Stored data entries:
------------------------------------------------------------------------

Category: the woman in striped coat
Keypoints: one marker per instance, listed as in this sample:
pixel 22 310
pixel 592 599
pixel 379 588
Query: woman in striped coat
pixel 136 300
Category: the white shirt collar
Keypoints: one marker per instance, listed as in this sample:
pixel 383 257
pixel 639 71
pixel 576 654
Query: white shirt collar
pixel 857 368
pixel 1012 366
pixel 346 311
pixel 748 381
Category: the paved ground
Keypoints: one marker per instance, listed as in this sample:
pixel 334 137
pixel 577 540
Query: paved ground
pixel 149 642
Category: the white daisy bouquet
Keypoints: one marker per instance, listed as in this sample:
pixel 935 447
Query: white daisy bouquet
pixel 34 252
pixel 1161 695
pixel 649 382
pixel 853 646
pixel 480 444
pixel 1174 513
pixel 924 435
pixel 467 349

------------------------------------------------------------------------

■ **TO DO**
In your response, give all the records again with nothing altered.

■ **EXERCISE RESULT**
Category: the woman in striped coat
Keypoints: one marker per instance, listed as in this sample:
pixel 22 310
pixel 592 599
pixel 379 588
Query: woman in striped coat
pixel 136 300
Category: the white shirt collar
Keypoints: one marker per instance, listed as in this sample:
pixel 383 257
pixel 639 71
pixel 576 654
Query: white shirt collar
pixel 857 368
pixel 1012 366
pixel 346 311
pixel 748 381
Category: the paved ground
Keypoints: one marker per instance, listed as in this sample:
pixel 334 137
pixel 577 540
Query: paved ground
pixel 149 642
Category: the white daisy bouquet
Keypoints: one marker per instance, listed as in this sample:
pixel 935 447
Query: white daisy bouquet
pixel 34 252
pixel 1161 695
pixel 649 382
pixel 853 646
pixel 480 444
pixel 1174 513
pixel 924 435
pixel 467 349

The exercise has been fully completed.